> _Aim_
Only the lines from the line holding "Place one marker on each instance of the christmas" to the last line should be output, each exactly as given.

> _Supplied data_

[Begin]

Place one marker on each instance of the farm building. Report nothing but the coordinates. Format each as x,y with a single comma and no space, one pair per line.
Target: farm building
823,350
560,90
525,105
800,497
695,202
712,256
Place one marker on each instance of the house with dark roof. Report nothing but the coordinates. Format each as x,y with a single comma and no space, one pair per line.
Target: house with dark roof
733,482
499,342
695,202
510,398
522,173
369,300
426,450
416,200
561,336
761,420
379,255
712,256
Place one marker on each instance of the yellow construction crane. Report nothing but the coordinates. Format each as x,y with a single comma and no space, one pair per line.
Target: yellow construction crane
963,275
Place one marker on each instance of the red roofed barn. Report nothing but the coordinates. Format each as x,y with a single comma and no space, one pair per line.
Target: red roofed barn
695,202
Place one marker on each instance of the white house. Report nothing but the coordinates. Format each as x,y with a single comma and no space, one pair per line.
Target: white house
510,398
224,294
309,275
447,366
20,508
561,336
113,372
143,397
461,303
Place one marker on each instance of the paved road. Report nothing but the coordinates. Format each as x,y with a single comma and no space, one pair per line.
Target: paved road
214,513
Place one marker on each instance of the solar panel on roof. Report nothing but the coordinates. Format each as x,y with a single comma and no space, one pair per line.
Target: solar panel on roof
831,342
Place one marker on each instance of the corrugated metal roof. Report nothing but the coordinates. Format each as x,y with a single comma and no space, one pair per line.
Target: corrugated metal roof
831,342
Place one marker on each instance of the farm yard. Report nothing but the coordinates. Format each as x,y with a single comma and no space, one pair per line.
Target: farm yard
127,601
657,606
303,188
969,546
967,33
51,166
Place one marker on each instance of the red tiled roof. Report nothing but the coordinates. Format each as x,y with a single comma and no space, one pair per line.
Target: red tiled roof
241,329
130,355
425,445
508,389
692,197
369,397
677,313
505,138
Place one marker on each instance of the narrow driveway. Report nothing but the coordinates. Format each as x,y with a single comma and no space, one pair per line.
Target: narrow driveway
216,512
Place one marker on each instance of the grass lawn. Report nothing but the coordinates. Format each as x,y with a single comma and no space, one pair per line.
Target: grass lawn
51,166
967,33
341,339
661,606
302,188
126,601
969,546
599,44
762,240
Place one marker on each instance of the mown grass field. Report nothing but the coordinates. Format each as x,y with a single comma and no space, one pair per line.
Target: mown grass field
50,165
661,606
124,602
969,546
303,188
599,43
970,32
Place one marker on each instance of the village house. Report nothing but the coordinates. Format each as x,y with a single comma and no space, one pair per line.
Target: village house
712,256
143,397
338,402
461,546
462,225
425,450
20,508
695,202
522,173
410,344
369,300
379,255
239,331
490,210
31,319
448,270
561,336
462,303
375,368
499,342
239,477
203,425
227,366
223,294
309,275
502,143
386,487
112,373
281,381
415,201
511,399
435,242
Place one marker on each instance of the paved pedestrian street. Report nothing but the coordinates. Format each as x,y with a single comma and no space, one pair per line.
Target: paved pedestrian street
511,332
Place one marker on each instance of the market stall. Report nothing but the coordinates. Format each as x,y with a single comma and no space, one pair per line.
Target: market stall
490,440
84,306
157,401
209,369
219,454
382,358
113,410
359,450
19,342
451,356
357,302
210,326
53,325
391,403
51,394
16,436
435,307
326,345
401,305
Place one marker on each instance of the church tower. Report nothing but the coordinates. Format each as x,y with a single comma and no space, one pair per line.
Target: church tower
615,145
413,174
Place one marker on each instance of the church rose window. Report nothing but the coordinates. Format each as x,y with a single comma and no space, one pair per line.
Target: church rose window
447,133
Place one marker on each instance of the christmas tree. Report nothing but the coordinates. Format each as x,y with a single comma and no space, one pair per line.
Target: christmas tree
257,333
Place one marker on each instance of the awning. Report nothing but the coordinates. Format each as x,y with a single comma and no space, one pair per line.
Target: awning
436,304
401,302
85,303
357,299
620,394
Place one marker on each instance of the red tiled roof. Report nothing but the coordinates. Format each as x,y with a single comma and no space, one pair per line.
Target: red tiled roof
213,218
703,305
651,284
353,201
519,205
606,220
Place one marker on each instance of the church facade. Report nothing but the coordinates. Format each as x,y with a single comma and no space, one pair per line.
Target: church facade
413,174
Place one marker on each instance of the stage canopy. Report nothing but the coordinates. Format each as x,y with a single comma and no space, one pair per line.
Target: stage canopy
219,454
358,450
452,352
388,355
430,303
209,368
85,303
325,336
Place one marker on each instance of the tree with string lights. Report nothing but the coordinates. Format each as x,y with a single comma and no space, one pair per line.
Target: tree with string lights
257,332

[End]

> _Full response_
Place one marker on each instance of the christmas tree. Report nothing but the coordinates. Format each as x,y with a single comma and no space, one pair per line.
Target: christmas tree
257,333
Place one marker on each instance of the awning. Report nothing but the coordinates. Format each as x,y with a single comma and no space, one pair per line.
Target: awning
436,304
401,302
85,303
357,299
620,394
Place one marker on each instance of the red tiled roof. Report nothing but the coordinates. Format each as x,y with a single comma and no space, one pair per line.
Target: red tiled roof
213,218
703,305
651,284
353,201
519,205
606,220
Place one marker on each instance of the church facade. Report nothing but the coordinates. Format each as x,y with a single comma and no space, one pair per line.
Target: church facade
413,174
Place one marker on each instance of the stage canopy. Report nothing but the coordinates. Format each as x,y with a single comma and no space, one pair per line.
Target: stage canopy
219,454
358,450
452,352
388,355
430,303
209,368
85,303
325,336
Place one marker on each instance of the tree with string lights. Report nothing but the coordinates. Format each as x,y with a single comma and no space, one pair per line.
Target: tree with string lights
257,332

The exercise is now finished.